:: WHAT IS REQUIRED ::
Return every line of the records that contains the string "train".
#### SUPPLIED INFORMATION
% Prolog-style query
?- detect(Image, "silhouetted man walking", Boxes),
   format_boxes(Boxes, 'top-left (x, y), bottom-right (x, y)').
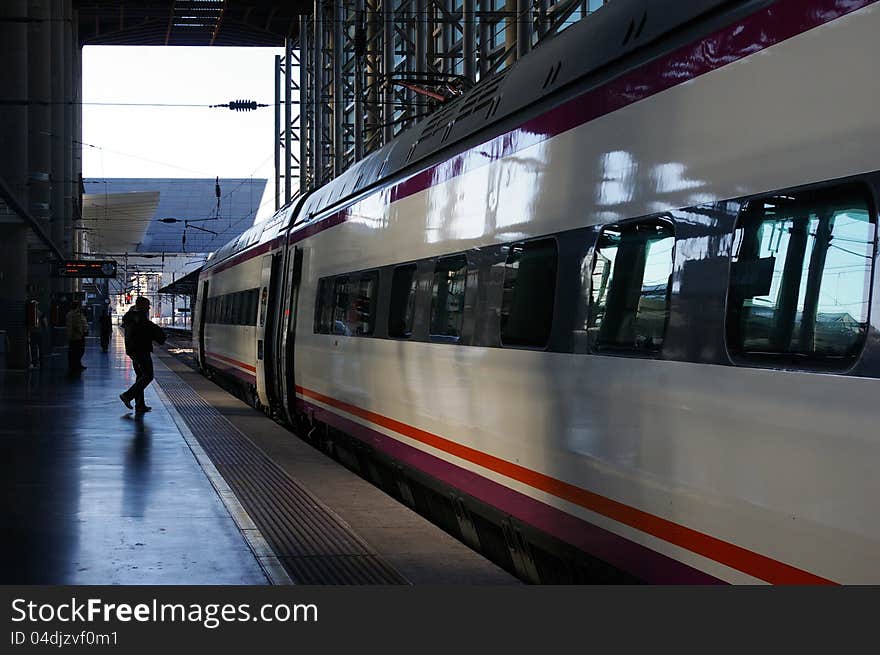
top-left (119, 296), bottom-right (165, 414)
top-left (64, 301), bottom-right (89, 373)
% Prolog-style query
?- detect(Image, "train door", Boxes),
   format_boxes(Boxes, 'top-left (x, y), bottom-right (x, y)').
top-left (257, 252), bottom-right (281, 408)
top-left (279, 247), bottom-right (303, 423)
top-left (196, 280), bottom-right (208, 371)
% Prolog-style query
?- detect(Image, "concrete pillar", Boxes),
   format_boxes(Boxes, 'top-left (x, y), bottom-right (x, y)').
top-left (28, 0), bottom-right (52, 223)
top-left (0, 0), bottom-right (30, 368)
top-left (0, 223), bottom-right (30, 369)
top-left (61, 0), bottom-right (76, 266)
top-left (49, 0), bottom-right (67, 272)
top-left (28, 0), bottom-right (53, 312)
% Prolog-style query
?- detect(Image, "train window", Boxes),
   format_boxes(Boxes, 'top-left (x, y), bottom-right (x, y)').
top-left (230, 293), bottom-right (241, 325)
top-left (431, 255), bottom-right (467, 337)
top-left (388, 264), bottom-right (417, 339)
top-left (235, 291), bottom-right (247, 325)
top-left (315, 277), bottom-right (333, 334)
top-left (352, 271), bottom-right (379, 336)
top-left (587, 219), bottom-right (675, 354)
top-left (331, 275), bottom-right (356, 336)
top-left (248, 289), bottom-right (260, 325)
top-left (501, 239), bottom-right (557, 347)
top-left (727, 184), bottom-right (877, 369)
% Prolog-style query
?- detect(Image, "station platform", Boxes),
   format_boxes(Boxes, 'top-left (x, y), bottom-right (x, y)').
top-left (0, 334), bottom-right (518, 585)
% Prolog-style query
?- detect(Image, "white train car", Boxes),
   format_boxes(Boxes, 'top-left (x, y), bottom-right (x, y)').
top-left (196, 0), bottom-right (880, 584)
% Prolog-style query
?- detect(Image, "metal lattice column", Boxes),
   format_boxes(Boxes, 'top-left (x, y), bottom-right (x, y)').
top-left (278, 0), bottom-right (608, 195)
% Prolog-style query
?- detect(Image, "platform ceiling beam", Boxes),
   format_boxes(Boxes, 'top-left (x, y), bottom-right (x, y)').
top-left (286, 0), bottom-right (609, 195)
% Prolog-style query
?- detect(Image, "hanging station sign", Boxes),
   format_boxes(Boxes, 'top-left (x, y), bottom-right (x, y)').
top-left (55, 259), bottom-right (116, 278)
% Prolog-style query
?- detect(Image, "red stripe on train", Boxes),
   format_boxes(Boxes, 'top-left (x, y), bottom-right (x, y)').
top-left (296, 386), bottom-right (835, 584)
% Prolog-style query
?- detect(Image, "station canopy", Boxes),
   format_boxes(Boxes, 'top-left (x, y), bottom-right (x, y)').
top-left (82, 191), bottom-right (159, 253)
top-left (159, 266), bottom-right (202, 298)
top-left (74, 0), bottom-right (312, 47)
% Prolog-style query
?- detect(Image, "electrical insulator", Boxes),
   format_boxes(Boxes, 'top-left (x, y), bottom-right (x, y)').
top-left (229, 100), bottom-right (257, 111)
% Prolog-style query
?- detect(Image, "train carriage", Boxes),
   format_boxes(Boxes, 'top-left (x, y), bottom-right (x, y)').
top-left (194, 0), bottom-right (880, 583)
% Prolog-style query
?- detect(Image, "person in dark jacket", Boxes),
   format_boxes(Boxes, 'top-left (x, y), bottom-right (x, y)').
top-left (101, 309), bottom-right (113, 352)
top-left (119, 296), bottom-right (165, 414)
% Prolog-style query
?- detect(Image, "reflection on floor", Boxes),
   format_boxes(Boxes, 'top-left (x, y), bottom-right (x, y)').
top-left (0, 334), bottom-right (266, 585)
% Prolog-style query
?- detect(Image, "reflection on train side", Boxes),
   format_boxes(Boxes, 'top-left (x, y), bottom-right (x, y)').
top-left (314, 183), bottom-right (876, 370)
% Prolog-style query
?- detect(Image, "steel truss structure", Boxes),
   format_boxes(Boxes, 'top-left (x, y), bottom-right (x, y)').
top-left (275, 0), bottom-right (610, 208)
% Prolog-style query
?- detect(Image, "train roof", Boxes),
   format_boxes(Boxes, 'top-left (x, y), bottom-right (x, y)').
top-left (297, 0), bottom-right (740, 223)
top-left (206, 0), bottom-right (748, 267)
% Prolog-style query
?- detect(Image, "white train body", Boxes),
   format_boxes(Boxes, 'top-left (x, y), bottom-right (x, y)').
top-left (196, 0), bottom-right (880, 583)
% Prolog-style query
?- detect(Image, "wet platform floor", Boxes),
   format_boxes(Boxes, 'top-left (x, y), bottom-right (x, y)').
top-left (0, 334), bottom-right (267, 585)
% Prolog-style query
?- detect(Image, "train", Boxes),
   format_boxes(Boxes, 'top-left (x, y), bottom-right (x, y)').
top-left (193, 0), bottom-right (880, 585)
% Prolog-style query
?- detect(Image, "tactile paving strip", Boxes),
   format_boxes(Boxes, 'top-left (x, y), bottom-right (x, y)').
top-left (156, 370), bottom-right (406, 585)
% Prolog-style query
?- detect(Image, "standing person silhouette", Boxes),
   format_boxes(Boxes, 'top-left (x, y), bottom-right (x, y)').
top-left (119, 296), bottom-right (165, 414)
top-left (64, 301), bottom-right (89, 373)
top-left (100, 309), bottom-right (113, 352)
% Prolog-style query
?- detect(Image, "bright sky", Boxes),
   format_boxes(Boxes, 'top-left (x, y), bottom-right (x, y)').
top-left (82, 46), bottom-right (284, 223)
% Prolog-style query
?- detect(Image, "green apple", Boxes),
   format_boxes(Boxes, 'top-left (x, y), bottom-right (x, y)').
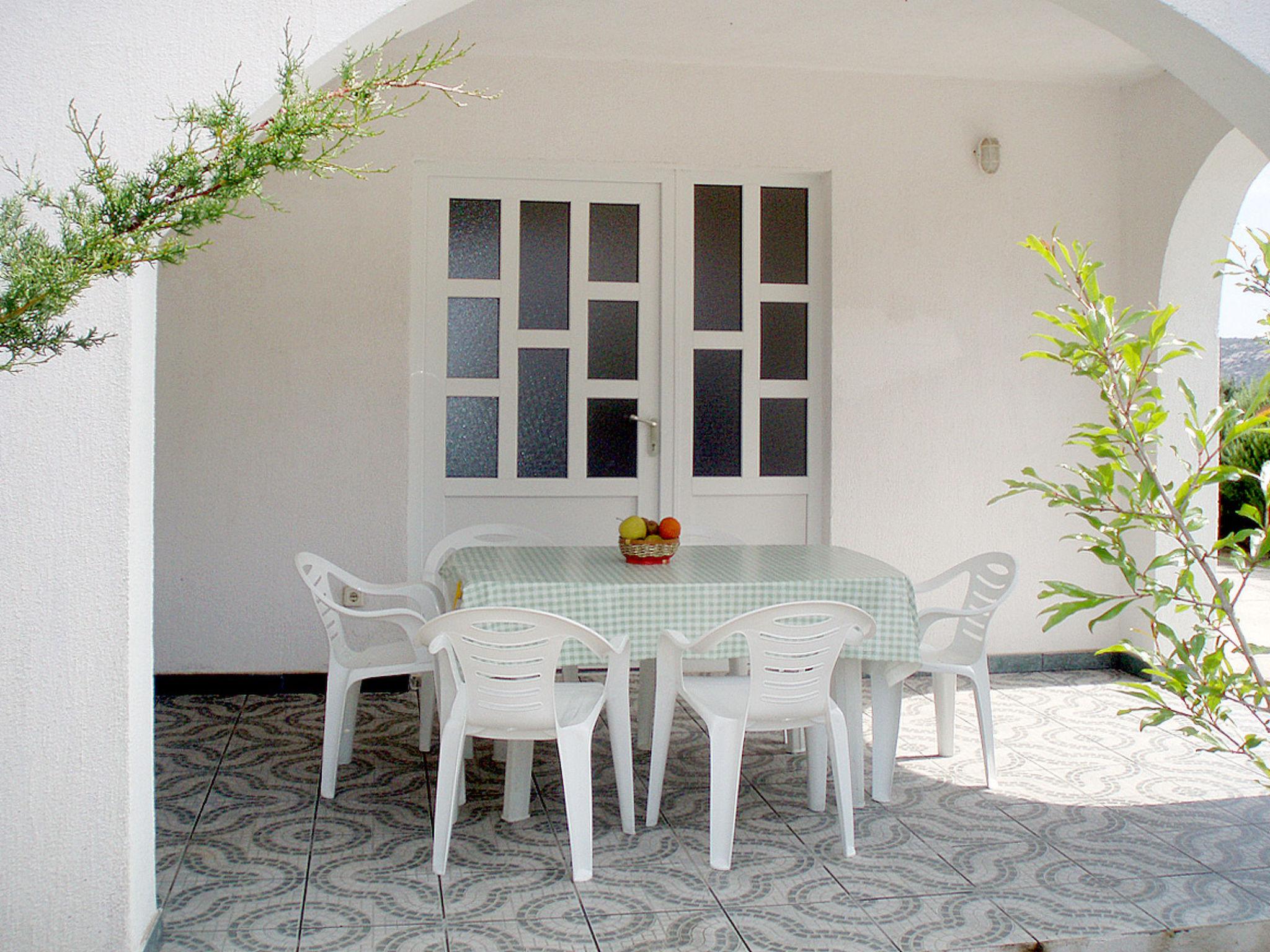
########
:: EXERCISE RESPONSE ::
?- detect(Image, "train door", Boxes),
?- detect(Image, "train window", Boxes),
?- detect(Image, "white train car", Boxes),
?- detect(Image, "red stripe on train", Boxes),
?- detect(Image, "train carriage", Boxes),
?- detect(Image, "reflection on train side", Boxes),
?- detect(Image, "train roof", Boxes),
?- detect(Image, "white train body", Boxes),
?- detect(Image, "train", Boxes),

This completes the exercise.